==== ВЫБРАННЫЙ ТЕКСТ

В современной юридической науке проблема интересов в праве по-прежнему остается дискуссионной. Так, в отечественной науке относительно содержания категории «интерес», условно можно выделить два основных подхода – объективный (Г.М. Гак, Г.Е. Глезерман, С.Н. Братусь, В.В. Ситнин и др.) и субъективно-объективный, с различной конфигурацией акцентов на одном из аспектов (А.П. Грибанов, А.Г. Здравомыслов, Д.А. Керимов, В.Г. Нестеров и др.). Г.М. Гак пишет, что «интерес трактуется как объективная данность, связанная с бытием предмета, а не сводится к проявлению внимания и воли»2. В свою очередь, Д.А. Керимов контраргументирует – «при всей правильности положения об объективности интереса нельзя забывать о другой его стороне – субъектив-ной…потребности приобретают “смыслообразующую силу” через интерес, т.е. полное понимание, схватывание существа потребности и необходимости ее удовлетворения… Следовательно, интерес представляет собой то своеобразие, которым обладает переход от объективного к субъективному через преодоление, выражаясь гегелевским языком, “произвола потребностей”. Но реализованные потребности и интересы приводят к изменению объективного, то есть по существу являются обратным переходом от субъективного к объективному. Отсюда вытекает единство объективного и субъективного в понятии интереса»3.

Поэтому чтобы сохранить определенность при разрешении данной проблемы, интерес эксплицируется в настоящем исследовании во взаимосвязи с другими составляющими природы правопритязаний (правосознанием, волей, намеренностью и мотивами), в контексте механизма их реализации, на основании существенных признаков, характерных для такой взаимосвязи.

Д.Н. Узнадзе подчеркивает, что человеку имманентны не только витальные (жизненные) потребности, но и потребности высшего порядка – интеллектуальные, моральные, эстетические, на удовлетворение которых направлена деятельность человека1. В правовой жизни человек стремится удовлетворить их наряду с витальными потребностями посредством приобретения и реализации субъективных юридических прав. Следует отметить, что потребности высшего порядка объективированы в правовой идеологии в виде идей порядка, справедливости, свободы, ответственности, меры, закона, договора, равенства, демократии, общечеловеческих ценностей, гражданственности и др2. В свою очередь правопритяза-ния реализуется сквозь призму этих идеологических представлений. Ярким примером может послужить осмысленная потребность высшего порядка в справедливости, воплощенная в интересе беспристрастного разрешения дела независимым судом на основании принципов состязательности, равенства сторон, гласности, законности, уважения прав и правопритязаний других лиц. Кроме того, из предпосылки, что потребности человека могут быть рядового и высшего порядка, мы можем говорить о соответствующей классификации целей притязания – рядовые (витальные) и высшие цели. Таким образом, мы обращаем внимание на то, что природу правопритязаний образует не только жизненно-необходимое в строгом смысле этого слова (как то, что обеспечивает физическое существование индивида и социальное существование личности), но прежде всего то, что является собственно «человеческим» – справедливость и порядок, знание и истина, честь и достоинство и т.д.

========
==== ИСХОДНЫЕ ДАННЫЕ

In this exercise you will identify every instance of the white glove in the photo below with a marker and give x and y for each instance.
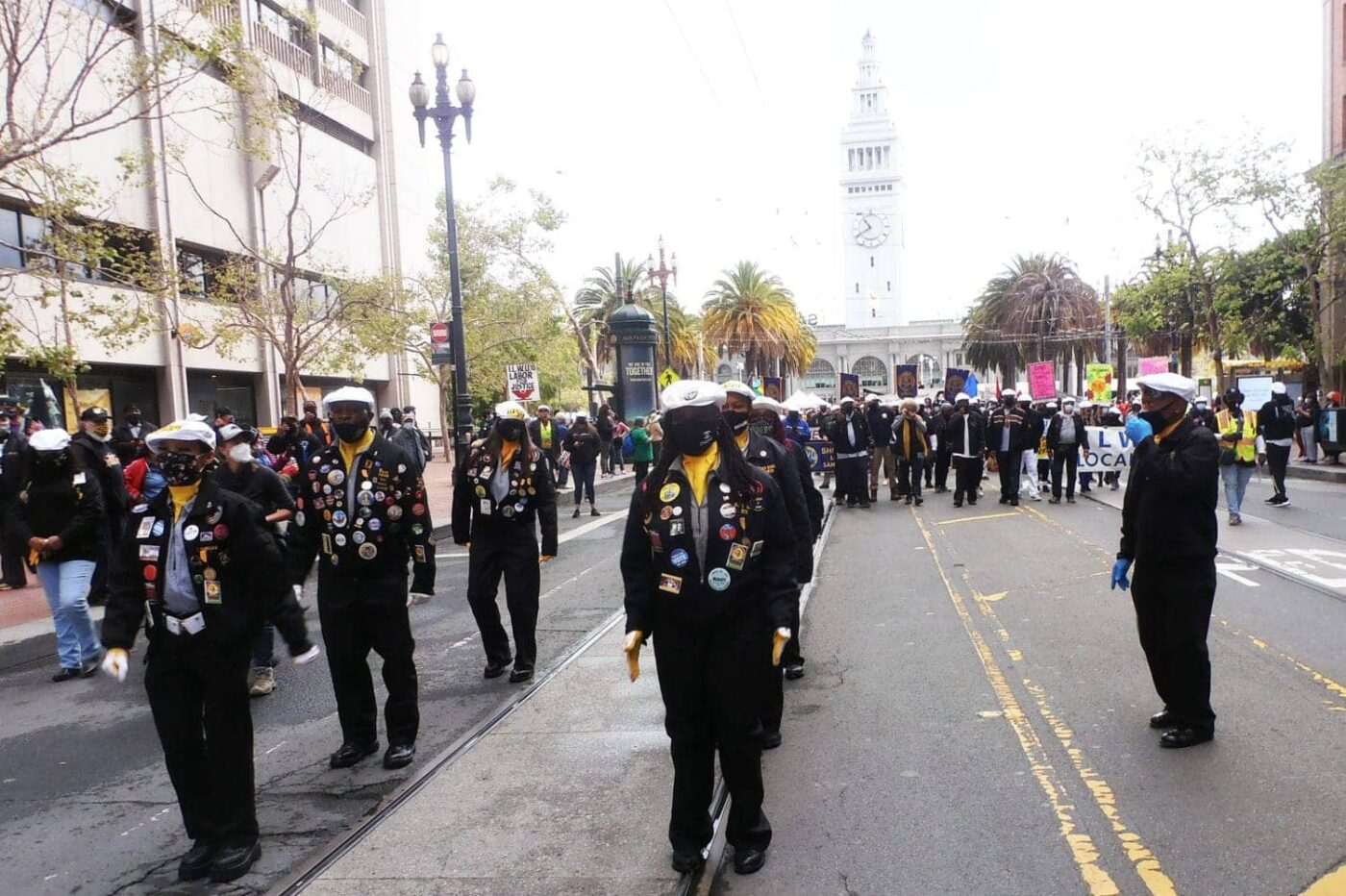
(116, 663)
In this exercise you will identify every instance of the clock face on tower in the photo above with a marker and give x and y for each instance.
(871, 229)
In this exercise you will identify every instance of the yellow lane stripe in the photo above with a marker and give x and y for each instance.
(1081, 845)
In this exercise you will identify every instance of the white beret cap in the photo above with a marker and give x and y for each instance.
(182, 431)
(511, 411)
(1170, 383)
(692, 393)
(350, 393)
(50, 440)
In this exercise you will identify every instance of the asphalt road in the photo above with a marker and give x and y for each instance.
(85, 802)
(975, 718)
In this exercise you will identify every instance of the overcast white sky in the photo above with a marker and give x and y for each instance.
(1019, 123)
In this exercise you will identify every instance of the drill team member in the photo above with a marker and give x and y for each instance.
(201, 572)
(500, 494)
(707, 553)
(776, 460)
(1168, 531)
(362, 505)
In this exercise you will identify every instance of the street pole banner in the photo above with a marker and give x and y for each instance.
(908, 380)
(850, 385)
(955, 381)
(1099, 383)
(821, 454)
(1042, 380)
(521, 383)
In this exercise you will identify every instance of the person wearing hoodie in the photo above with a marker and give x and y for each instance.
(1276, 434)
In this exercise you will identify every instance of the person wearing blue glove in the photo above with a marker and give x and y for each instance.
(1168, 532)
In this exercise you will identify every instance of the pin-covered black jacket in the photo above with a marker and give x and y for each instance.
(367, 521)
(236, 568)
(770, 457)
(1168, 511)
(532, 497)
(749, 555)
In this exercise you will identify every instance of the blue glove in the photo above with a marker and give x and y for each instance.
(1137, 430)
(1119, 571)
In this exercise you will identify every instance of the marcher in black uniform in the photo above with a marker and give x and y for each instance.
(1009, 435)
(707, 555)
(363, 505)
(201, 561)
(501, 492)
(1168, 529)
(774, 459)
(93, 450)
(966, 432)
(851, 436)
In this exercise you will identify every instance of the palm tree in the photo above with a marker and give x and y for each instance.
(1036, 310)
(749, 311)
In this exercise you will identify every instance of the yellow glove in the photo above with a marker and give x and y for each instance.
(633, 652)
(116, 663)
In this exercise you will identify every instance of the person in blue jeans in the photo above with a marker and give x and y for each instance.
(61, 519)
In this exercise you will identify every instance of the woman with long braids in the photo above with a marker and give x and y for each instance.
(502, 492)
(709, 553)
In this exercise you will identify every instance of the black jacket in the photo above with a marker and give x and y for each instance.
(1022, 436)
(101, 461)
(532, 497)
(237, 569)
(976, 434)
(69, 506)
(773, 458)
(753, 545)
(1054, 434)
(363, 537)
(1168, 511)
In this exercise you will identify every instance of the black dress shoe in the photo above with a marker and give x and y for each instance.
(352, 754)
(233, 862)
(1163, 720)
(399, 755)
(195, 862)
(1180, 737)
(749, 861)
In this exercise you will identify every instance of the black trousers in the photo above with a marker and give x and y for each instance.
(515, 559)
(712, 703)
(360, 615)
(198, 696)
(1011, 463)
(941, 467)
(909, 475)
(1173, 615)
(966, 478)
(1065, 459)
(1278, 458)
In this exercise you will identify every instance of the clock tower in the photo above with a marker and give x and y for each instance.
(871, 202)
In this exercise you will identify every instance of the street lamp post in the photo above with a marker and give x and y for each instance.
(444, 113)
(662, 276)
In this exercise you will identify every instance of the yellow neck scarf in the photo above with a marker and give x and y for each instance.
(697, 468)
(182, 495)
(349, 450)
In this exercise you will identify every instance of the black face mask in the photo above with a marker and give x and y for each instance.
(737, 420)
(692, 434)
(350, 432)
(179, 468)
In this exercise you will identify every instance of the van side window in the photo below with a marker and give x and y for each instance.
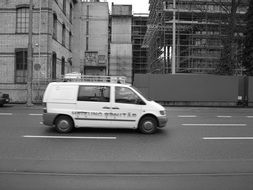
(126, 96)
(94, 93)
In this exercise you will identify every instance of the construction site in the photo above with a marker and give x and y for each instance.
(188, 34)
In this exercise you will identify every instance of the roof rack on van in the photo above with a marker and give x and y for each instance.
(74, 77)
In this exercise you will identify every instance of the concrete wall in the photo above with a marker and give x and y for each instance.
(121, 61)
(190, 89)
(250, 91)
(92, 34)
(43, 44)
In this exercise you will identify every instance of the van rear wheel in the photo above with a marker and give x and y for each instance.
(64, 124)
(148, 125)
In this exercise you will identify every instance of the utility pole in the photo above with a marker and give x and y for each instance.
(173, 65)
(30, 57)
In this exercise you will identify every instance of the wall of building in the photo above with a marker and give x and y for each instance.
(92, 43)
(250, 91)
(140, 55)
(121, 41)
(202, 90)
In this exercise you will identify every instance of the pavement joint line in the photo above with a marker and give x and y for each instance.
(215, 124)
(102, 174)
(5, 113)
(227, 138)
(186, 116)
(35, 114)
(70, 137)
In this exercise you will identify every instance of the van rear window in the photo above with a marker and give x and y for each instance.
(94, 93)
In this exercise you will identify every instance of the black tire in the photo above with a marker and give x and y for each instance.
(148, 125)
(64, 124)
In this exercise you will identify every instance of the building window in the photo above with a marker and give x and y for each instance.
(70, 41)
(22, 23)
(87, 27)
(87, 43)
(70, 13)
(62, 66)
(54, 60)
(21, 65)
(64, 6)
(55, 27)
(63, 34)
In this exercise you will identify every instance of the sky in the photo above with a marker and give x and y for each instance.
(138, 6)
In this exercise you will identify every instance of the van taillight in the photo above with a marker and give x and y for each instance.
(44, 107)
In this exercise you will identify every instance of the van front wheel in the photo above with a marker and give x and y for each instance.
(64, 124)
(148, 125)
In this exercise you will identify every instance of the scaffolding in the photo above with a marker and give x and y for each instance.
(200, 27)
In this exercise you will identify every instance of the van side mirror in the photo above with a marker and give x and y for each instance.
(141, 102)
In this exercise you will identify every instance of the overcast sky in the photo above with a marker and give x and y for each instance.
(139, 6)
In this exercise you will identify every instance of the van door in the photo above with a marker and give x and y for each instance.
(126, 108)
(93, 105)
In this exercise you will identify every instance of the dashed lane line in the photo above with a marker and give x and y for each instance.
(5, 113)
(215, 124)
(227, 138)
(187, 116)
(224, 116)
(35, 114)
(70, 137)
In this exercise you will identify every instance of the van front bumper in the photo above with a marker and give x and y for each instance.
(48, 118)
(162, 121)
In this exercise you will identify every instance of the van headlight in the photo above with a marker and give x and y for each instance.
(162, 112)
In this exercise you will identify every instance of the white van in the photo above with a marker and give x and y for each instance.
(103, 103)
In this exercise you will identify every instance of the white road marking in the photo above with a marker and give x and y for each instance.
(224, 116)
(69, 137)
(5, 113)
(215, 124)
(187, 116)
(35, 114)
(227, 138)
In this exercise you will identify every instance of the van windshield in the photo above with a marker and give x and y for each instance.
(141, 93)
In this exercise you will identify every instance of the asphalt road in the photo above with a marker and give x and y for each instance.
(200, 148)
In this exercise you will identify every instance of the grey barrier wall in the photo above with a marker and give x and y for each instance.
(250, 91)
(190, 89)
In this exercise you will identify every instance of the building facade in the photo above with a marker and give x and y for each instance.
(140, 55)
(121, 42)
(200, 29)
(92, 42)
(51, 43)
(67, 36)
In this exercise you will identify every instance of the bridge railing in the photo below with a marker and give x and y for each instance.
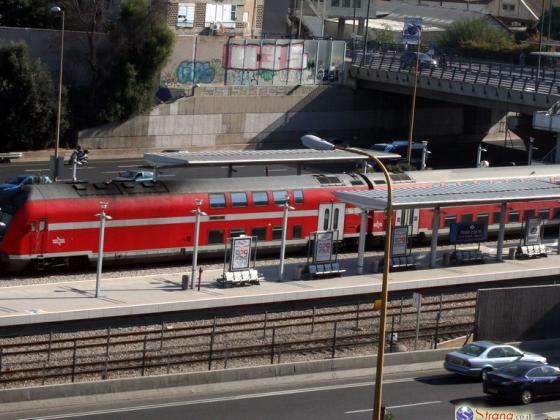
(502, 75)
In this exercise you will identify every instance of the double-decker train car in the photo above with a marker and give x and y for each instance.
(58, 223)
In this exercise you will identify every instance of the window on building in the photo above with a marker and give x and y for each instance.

========

> _ЗАДАНИЯ_
**a)** Выведите без изменений часть текста об интересе в праве: начните с места, где стоят слова «Поэтому чтобы сохранить», и остановитесь после слов «для такой взаимосвязи.».
**b)** Подхватите текст об интересе в праве и продолжите его с того места, где он заканчивается.
Строки никак не связаны с текстом об интересе в праве.

> _РЕЗУЛЬТАТЫ ЗАДАНИЙ_
**a)**
Поэтому чтобы сохранить определенность при разрешении данной проблемы, интерес эксплицируется в настоящем исследовании во взаимосвязи с другими составляющими природы правопритязаний (правосознанием, волей, намеренностью и мотивами), в контексте механизма их реализации, на основании существенных признаков, характерных для такой взаимосвязи.

**b)**
Солидаризируясь с вышесказанным, В.Н. Кудрявцев предлагает конкретизированную классификацию потребностей на основании их уровня, степени и социально-исторического типа. В соответствии с данной классификацией, для потребностей характерны следующие уровни: а) биологический (в сложной, социализированной форме), б) социально-психологический, в) мировоззренческий (духовный, идейно-ценностный); степени: а) жизненно-необходимые (минимальные), б) стандартные (нормальные) присущие определенному типу личности, в) допустимые в перспективе, но не ставшие общественной нормой, г) извращенные (чрезмерные). В свою очередь, тип потребностей зависит от того, к какой социальной группе или классу он принадлежит1.

В виду того, что правопритязания опосредованно нацелены на удовлетворение данного спектра потребностей, то можно опираться на вышеперечисленные критерии их дифференциации, предложенные В.Н. Кудрявцевым.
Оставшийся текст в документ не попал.